[Point localization data]

◆ ◆ ◆ ◆

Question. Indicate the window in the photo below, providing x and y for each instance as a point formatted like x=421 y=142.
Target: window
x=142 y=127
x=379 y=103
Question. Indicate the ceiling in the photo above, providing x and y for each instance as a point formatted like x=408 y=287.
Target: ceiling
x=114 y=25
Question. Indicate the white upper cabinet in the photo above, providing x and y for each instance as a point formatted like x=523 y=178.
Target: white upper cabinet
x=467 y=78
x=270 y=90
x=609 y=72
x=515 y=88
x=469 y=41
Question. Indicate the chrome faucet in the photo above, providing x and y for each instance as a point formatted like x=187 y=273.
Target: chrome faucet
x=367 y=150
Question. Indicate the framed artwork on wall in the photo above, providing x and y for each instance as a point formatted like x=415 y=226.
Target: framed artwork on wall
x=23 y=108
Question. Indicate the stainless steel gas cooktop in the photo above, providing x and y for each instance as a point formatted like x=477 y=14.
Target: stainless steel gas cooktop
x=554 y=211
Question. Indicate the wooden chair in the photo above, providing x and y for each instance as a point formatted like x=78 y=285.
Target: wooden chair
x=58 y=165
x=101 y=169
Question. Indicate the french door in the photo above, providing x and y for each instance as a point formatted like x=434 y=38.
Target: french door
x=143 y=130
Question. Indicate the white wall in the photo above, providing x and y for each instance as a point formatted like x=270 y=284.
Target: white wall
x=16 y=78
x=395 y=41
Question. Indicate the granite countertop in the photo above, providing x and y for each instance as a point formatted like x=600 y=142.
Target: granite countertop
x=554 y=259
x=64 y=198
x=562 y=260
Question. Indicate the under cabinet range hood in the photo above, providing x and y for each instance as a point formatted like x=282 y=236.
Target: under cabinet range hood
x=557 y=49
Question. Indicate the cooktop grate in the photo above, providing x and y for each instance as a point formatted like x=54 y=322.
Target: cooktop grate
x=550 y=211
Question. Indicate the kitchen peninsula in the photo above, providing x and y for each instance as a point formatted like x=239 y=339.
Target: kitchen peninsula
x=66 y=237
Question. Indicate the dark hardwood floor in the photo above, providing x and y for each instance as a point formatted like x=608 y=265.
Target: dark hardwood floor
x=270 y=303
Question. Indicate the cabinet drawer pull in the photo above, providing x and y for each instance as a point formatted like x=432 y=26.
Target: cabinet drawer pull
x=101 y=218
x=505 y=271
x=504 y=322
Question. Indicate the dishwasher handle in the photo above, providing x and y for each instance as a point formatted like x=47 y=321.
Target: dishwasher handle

◆ ◆ ◆ ◆

**Required action**
Using the records above, write out exactly the lines from the one containing "Question. Indicate the under" through the last, and add nothing.

**Finished exercise**
Question. Indicate the under cabinet range hood in the photo above, providing x and y for each instance as a point formatted like x=282 y=236.
Target: under cabinet range hood
x=557 y=49
Question. Indicate the cooktop grate in the photo above, providing x and y for each instance as a point formatted like x=54 y=322.
Target: cooktop grate
x=550 y=211
Question. Indicate the kitchen peninsula in the photo above, providing x and y for each instance as a point formatted like x=239 y=339.
Target: kitchen peninsula
x=66 y=237
Question. Indicate the dark hardwood floor in the photo above, providing x and y for each instance as a point formatted like x=608 y=265.
Target: dark hardwood floor
x=270 y=303
Question. Indicate the cabinet drawer pull in the photo above, providing x and y for each instance as a point formatted like x=432 y=26.
Target: cabinet drawer pull
x=101 y=218
x=505 y=271
x=504 y=322
Question. Indicate the dishwasher handle in the photo above, providing x and y for each instance as a point formatted like x=47 y=321.
Target: dishwasher handle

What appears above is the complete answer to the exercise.